12. A ação do CAPA é orientada por uma visão holística, ou seja, integradora das diversas dimensões que promovem o bem-estar das pessoas: econômica, cultural, social, política, ambiental e espiritual.
13. A visão holística requer uma intervenção multidisciplinar e, portanto, um programa de trabalho que incorpore não apenas o aspecto da produção agrícola, mas também temas como a organização, agroindústria, gestão, comercialização, saúde, alimentação e formação. Isto reflete diretamente na composição das equipes do CAPA.
14. A visão holística requer que o trabalho seja desenvolvido com toda a família, envolvendo homens, mulheres, idosos e jovens.
15. Valores humanísticos como a justiça, paz, amor, solidariedade e equidade fazem parte da abordagem do CAPA.

____________

• Instruções das tarefas:
1 – Reproduza do texto de origem o trecho que vai de "12. A ação do" até "ambiental e espiritual.", inclusive.
2 – Diga se cada afirmação a seguir está de acordo com o texto de origem, respondendo sim ou não e citando literalmente as palavras que o decidem. (a) A visão holística do CAPA abrange a dimensão espiritual. (b) O trabalho do CAPA é desenvolvido somente com os homens da família. (c) O programa de trabalho do CAPA limita-se à produção agrícola.

____________

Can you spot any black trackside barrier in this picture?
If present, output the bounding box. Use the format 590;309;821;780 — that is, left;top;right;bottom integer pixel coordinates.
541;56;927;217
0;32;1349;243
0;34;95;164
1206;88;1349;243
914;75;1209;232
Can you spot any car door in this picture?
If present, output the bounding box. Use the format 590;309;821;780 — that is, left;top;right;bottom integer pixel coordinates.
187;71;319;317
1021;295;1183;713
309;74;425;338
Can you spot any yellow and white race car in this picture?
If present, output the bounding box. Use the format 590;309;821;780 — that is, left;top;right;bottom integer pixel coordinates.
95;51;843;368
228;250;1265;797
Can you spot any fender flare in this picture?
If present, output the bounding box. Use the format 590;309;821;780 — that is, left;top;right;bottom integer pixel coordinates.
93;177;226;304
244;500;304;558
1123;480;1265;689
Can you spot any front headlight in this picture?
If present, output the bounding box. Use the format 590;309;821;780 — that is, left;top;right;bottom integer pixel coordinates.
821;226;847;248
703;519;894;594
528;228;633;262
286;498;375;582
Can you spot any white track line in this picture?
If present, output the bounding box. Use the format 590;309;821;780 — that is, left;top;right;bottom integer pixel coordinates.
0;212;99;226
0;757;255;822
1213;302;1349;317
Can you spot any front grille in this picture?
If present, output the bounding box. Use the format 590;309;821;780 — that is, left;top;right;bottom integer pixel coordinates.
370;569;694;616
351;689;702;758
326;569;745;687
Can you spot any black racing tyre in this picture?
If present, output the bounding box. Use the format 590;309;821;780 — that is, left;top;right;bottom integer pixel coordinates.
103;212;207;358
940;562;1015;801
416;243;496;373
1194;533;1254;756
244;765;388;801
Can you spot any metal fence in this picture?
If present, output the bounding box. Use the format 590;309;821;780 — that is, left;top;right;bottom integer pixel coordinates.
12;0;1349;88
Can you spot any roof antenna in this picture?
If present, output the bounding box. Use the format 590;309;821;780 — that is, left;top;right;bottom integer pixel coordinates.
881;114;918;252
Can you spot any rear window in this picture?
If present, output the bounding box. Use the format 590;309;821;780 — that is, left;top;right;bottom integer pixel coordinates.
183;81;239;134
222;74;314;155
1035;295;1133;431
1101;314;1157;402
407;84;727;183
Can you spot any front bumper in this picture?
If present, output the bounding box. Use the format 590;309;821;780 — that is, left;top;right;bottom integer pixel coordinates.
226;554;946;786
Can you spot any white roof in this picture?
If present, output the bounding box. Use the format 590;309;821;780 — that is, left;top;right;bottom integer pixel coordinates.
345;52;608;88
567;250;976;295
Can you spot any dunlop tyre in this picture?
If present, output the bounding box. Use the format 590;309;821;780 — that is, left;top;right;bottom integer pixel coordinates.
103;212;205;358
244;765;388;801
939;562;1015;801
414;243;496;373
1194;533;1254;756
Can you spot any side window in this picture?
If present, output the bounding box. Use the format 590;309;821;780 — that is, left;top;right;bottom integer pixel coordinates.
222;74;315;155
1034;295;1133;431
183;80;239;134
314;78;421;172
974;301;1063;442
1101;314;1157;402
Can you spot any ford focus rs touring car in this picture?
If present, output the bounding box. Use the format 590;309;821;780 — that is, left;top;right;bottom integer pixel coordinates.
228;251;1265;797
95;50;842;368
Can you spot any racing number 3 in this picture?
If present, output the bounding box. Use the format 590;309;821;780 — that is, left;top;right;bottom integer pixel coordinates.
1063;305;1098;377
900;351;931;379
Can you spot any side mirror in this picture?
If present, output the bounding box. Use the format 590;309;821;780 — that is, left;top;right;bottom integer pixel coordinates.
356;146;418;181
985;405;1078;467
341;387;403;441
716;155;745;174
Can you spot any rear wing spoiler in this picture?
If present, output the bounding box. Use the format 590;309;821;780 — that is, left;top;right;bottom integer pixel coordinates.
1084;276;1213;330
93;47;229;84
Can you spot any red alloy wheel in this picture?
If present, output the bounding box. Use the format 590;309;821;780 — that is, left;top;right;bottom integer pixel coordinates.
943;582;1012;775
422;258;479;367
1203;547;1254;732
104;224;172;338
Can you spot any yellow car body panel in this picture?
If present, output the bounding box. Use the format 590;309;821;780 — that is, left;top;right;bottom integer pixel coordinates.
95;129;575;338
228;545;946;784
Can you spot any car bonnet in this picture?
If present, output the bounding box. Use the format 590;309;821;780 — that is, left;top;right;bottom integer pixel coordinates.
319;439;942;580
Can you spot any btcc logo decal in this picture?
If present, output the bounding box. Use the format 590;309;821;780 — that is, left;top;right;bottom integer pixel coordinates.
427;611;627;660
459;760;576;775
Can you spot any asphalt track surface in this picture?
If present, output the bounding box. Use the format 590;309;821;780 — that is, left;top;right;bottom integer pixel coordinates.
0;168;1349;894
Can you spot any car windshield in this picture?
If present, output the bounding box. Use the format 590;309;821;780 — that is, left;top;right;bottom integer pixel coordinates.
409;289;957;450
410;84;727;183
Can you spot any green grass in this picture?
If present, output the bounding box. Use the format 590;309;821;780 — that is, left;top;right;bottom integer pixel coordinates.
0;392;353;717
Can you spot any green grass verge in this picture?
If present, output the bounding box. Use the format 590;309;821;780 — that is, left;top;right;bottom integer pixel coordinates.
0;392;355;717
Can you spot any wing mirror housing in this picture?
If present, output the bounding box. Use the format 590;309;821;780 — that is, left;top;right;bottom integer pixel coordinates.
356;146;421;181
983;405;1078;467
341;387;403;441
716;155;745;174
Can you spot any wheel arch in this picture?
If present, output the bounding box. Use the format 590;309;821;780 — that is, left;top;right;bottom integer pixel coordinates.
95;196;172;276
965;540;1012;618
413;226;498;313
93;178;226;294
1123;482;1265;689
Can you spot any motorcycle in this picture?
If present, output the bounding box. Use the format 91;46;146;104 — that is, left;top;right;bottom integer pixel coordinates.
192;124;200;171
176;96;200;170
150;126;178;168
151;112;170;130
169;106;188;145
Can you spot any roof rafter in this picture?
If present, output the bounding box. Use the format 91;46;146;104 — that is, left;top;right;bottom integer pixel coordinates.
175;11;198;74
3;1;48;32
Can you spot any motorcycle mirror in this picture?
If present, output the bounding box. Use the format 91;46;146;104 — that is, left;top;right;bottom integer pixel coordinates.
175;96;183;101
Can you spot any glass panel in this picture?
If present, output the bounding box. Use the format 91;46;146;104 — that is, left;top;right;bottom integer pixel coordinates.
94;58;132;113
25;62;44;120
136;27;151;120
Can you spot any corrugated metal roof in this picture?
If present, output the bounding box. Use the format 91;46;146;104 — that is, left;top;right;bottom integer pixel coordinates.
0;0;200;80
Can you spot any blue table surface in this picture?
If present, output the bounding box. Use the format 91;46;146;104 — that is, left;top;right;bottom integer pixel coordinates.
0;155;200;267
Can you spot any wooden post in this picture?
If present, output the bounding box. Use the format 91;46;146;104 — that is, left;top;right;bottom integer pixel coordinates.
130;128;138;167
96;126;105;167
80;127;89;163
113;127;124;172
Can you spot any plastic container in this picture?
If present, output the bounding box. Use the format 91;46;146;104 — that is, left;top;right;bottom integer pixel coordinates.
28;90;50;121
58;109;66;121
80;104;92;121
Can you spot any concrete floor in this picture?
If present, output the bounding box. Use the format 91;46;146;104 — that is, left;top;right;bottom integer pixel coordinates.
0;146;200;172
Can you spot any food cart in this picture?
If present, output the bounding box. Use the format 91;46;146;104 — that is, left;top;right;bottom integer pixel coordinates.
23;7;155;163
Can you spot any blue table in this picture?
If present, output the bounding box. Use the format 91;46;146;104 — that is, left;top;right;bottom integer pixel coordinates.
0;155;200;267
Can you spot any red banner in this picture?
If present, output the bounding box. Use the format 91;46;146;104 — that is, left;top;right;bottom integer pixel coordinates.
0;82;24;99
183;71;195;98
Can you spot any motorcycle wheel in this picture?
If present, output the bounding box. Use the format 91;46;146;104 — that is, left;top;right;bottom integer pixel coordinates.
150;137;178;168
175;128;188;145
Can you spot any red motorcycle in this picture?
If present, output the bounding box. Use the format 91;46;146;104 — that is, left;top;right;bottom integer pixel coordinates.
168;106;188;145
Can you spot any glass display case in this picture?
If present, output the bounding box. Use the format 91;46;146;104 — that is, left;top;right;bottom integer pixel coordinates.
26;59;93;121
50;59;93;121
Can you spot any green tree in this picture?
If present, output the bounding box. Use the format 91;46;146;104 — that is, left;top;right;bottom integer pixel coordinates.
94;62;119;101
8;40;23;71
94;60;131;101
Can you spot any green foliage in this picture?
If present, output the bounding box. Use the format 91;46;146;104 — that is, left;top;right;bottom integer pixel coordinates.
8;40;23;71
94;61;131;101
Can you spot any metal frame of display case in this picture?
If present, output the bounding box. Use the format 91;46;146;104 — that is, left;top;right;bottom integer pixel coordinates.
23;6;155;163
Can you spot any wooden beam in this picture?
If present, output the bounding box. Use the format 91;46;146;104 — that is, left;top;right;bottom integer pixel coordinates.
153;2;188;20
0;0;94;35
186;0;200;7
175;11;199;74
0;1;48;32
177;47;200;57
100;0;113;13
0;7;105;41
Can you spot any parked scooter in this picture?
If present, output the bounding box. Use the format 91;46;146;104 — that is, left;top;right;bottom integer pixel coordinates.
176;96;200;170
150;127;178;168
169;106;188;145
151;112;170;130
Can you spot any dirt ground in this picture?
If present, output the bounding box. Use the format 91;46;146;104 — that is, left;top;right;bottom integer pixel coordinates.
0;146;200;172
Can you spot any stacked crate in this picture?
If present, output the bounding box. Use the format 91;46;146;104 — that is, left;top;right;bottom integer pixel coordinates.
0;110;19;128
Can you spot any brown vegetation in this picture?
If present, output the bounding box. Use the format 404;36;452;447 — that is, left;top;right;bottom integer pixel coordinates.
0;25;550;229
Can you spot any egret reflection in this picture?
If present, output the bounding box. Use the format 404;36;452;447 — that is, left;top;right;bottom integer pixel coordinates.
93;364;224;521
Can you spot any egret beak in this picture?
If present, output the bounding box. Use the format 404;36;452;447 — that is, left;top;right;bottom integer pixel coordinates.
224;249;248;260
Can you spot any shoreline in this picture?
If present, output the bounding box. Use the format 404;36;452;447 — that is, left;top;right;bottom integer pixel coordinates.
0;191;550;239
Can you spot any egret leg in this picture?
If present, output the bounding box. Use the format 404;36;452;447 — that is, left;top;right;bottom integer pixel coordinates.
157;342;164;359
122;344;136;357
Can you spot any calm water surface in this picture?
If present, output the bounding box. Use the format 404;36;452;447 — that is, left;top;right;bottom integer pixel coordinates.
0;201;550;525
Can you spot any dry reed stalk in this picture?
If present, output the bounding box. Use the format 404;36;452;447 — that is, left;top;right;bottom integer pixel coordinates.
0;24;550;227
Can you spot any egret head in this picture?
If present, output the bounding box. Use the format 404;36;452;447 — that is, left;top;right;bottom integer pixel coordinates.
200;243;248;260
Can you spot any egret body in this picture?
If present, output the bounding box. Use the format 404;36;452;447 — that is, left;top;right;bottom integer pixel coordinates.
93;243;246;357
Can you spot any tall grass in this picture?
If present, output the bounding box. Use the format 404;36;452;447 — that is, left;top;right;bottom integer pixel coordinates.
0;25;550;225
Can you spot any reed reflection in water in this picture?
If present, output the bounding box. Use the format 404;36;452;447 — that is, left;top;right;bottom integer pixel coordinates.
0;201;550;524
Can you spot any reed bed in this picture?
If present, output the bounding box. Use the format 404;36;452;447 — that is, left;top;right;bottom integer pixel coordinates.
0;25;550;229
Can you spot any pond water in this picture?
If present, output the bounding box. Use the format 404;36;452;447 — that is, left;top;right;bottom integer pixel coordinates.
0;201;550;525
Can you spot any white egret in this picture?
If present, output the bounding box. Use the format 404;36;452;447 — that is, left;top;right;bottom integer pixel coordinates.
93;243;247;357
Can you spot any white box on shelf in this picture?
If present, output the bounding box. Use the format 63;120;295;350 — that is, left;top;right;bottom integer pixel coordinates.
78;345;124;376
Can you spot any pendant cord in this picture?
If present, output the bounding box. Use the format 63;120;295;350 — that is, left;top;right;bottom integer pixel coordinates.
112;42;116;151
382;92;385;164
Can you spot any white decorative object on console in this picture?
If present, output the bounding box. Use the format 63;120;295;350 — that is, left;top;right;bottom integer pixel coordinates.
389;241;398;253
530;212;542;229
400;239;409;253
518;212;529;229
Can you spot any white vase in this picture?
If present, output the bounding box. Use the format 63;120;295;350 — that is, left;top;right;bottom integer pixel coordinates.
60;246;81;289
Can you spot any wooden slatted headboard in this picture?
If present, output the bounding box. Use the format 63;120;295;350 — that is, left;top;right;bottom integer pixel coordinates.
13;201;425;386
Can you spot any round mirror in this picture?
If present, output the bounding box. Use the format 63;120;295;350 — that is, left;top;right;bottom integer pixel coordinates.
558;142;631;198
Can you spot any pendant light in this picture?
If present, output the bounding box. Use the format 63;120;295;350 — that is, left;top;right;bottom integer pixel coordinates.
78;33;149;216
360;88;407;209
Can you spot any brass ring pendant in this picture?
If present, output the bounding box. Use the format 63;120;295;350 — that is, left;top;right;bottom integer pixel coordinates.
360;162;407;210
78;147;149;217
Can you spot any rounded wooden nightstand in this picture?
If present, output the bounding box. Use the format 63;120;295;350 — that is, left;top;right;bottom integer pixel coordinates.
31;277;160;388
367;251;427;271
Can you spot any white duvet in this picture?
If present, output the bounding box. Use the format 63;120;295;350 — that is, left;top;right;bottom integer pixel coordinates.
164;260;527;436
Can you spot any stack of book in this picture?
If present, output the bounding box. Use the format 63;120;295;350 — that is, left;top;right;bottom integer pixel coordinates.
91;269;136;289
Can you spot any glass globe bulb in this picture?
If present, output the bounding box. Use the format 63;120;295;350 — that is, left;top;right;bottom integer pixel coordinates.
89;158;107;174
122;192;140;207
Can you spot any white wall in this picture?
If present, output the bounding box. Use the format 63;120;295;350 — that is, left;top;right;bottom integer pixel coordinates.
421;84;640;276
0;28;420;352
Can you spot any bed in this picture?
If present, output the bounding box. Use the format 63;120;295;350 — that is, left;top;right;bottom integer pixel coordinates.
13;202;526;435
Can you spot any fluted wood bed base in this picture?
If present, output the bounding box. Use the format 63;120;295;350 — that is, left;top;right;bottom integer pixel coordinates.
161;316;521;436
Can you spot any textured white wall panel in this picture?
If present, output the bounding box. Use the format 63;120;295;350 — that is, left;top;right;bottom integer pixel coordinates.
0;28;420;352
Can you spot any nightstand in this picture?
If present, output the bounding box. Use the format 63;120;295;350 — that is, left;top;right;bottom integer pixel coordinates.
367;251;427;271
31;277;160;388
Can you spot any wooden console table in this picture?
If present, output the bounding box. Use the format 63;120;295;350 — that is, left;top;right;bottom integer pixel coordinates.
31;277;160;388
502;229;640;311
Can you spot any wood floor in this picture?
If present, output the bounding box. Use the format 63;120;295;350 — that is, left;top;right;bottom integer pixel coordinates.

____________

• Conjunto de respostas:
1 –
12. A ação do CAPA é orientada por uma visão holística, ou seja, integradora das diversas dimensões que promovem o bem-estar das pessoas: econômica, cultural, social, política, ambiental e espiritual.

2 –
(a) Sim: "econômica, cultural, social, política, ambiental e espiritual".
(b) Não: "envolvendo homens, mulheres, idosos e jovens".
(c) Não: "não apenas o aspecto da produção agrícola, mas também temas como a organização, agroindústria, gestão, comercialização, saúde, alimentação e formação".